THE RECORDS:
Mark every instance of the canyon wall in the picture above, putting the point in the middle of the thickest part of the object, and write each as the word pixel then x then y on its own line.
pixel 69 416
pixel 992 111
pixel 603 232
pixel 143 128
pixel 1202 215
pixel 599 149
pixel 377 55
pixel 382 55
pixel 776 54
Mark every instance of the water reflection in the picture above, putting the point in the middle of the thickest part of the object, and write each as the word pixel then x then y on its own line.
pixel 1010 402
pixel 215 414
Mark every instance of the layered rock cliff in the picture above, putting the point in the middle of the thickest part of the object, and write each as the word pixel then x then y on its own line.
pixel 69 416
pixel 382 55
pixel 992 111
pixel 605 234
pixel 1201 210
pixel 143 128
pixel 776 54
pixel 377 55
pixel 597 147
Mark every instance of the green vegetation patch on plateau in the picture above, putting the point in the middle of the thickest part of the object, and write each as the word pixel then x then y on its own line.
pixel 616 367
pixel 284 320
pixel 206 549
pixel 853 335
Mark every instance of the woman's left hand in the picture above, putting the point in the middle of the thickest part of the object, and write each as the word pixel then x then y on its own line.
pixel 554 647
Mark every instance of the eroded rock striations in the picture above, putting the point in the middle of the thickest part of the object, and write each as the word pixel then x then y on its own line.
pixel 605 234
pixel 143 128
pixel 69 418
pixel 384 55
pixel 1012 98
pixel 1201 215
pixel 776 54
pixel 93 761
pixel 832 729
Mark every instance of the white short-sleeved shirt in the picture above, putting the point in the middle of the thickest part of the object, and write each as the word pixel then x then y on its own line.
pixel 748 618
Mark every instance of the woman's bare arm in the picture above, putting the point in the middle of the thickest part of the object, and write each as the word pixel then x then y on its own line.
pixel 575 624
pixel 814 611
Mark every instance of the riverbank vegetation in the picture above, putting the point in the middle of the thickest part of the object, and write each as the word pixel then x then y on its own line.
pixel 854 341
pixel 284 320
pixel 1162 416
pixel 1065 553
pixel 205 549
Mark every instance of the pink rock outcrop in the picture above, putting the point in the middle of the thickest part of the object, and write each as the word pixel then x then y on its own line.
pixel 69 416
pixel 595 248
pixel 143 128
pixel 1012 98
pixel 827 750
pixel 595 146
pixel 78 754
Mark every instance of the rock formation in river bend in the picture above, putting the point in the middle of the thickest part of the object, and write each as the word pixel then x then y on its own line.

WHAT YOU WILL DO:
From the first line to the last, transcribe the listing exactly.

THE COMPLETED TASK:
Mark every instance of the canyon wall in the picture above, putting the point in the middle of the thickest part of the object, and write each as the word pixel then x then y on its own line.
pixel 69 416
pixel 992 111
pixel 603 232
pixel 143 128
pixel 1202 215
pixel 599 149
pixel 377 55
pixel 382 55
pixel 776 54
Mark every instance of the water reflection in the picture above, putting the point in the middle of the thickest part of the object, and write each as the word pixel then x then y on its own line.
pixel 1010 402
pixel 215 414
Mark every instance of the layered rock cliff in the picture above, putting the point in the middle of the thickest part of the object, and write each as the word pixel then x then y on its own line.
pixel 69 416
pixel 382 55
pixel 992 111
pixel 605 234
pixel 1201 210
pixel 143 128
pixel 776 54
pixel 377 55
pixel 597 147
Mark every instance of the green vegetation patch on plateau in the picture above, putting the point in the middle of the thickest part of the object, and write each as the word pixel then x then y on its own line.
pixel 616 367
pixel 284 320
pixel 206 549
pixel 853 335
Mark every instance of the woman's left hand in the picture above, putting the point in the middle of the thickest part of the object, and write each as the word pixel then x then y on its own line.
pixel 554 647
Mark every instance of the eroded rock striations in the picture above, putting the point in the middle of the thickest part of the object, and write each as the word pixel then x then y on its own line.
pixel 605 234
pixel 143 128
pixel 69 418
pixel 384 55
pixel 1012 98
pixel 1201 215
pixel 776 54
pixel 93 761
pixel 832 729
Mark every instance of the white short-sleeved shirt in the picture above, putting the point in the middle of the thickest part of the object, and write each as the word pixel then x then y on its own line.
pixel 748 618
Mark every instance of the woman's bare arm in the picture above, putting the point in the middle of the thickest part of the object, and write each as the word pixel then x then y on its own line.
pixel 575 624
pixel 814 611
Mark every instance of the riverbank vegetation in the picture above, putting the point in the middle of the thickest part of the object, and write each as the word pixel then x then y on its own line.
pixel 854 341
pixel 284 320
pixel 1162 416
pixel 1065 553
pixel 205 549
Mark every instance of the pink rock outcrop in the picture above, putting the point in the middle of the thickest part of the object, and write each as the word pixel then x then y on its own line.
pixel 69 416
pixel 595 248
pixel 143 128
pixel 1012 98
pixel 827 750
pixel 595 146
pixel 78 754
Mark every instance of the rock formation in river bend in the picture above, putting the point in the middle of the thickest part of the object, and write each as the word pixel then x then y on its own line.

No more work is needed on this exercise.